◆ TASK DATA ◆
########

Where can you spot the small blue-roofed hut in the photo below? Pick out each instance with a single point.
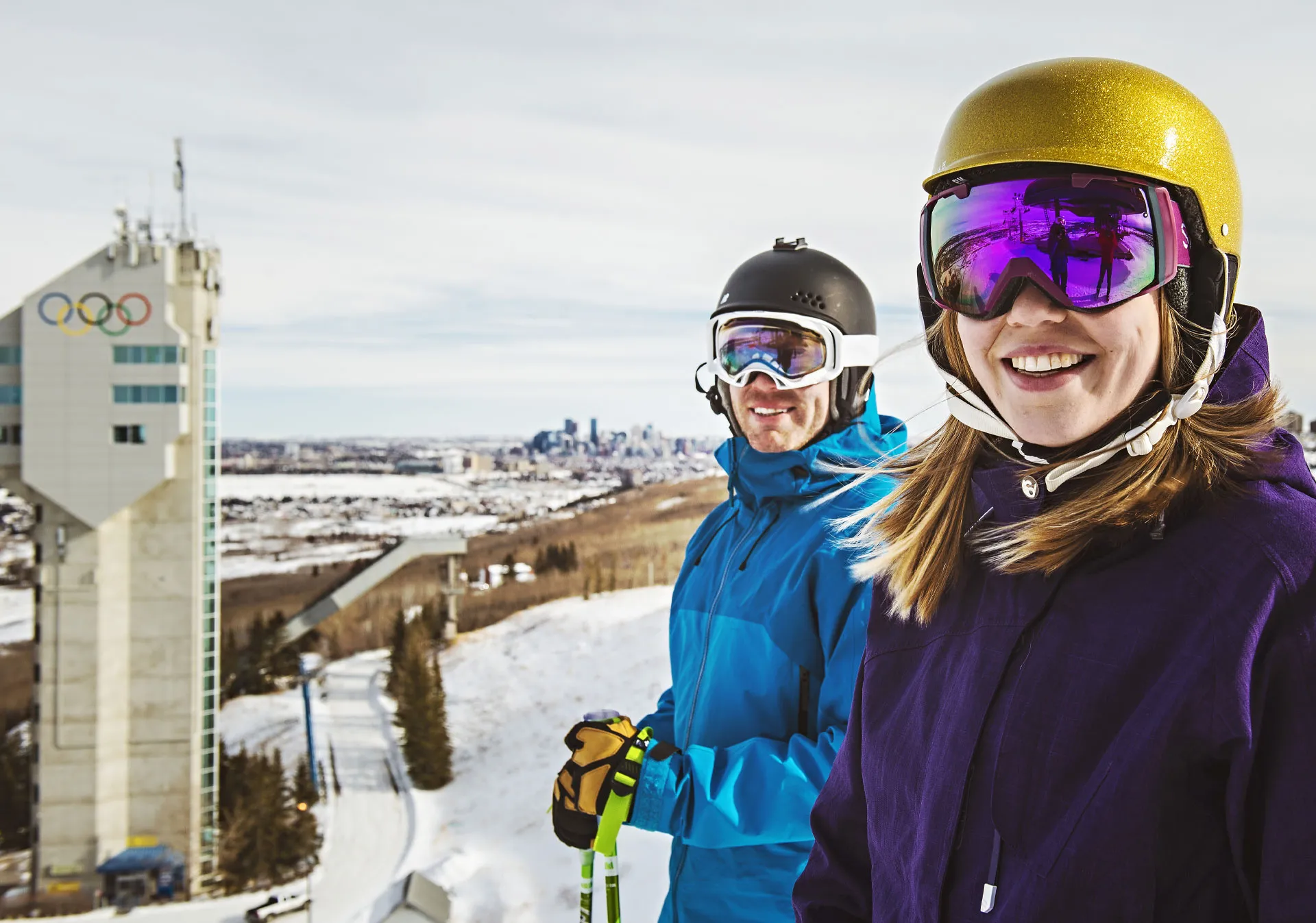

########

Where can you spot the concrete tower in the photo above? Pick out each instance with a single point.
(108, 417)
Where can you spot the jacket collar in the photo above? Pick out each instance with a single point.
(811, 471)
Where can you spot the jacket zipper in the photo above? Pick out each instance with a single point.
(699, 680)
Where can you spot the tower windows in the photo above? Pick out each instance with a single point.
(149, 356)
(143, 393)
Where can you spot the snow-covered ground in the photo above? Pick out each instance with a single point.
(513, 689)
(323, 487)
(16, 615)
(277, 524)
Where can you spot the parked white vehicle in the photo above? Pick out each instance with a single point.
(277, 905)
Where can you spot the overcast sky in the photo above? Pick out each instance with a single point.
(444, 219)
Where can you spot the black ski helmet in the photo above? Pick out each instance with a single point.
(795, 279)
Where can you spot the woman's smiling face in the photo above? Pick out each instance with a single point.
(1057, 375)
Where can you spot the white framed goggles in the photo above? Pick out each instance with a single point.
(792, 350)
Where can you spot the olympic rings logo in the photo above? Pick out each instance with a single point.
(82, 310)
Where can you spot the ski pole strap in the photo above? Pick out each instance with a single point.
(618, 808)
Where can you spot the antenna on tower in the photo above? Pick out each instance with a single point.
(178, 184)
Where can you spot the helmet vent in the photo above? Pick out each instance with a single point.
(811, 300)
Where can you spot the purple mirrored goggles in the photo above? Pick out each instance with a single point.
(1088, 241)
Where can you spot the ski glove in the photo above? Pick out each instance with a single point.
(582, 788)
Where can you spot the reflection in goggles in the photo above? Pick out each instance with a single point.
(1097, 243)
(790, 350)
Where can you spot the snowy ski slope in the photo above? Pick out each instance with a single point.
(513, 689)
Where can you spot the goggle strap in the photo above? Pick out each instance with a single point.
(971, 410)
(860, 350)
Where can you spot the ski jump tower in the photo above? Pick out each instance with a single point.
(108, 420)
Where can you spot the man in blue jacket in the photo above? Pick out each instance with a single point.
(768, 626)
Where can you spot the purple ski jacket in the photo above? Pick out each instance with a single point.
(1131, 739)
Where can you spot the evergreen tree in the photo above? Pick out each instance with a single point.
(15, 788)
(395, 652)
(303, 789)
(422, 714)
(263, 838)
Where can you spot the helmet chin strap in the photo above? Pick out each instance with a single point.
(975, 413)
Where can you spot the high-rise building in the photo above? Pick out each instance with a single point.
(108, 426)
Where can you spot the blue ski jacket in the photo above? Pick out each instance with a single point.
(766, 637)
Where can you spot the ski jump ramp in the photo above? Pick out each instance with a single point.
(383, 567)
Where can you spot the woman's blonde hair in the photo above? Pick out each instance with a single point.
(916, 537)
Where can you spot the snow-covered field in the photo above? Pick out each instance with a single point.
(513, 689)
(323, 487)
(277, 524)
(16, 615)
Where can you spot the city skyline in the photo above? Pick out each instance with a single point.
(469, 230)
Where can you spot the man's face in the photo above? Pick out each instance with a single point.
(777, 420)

########

◆ WHAT YOU WILL DO ◆
Reproduce the records above, starting with the line that contains "Where can you spot the man in" and going on through the line that contains "(1131, 739)".

◆ FULL SOLUTION ◆
Where can you spot the man in blue jacket in the photo above? Pick out each instance with a single point.
(768, 626)
Where can you spot the purple ski jacket in the photo above? Pick out each instance with a single point.
(1131, 739)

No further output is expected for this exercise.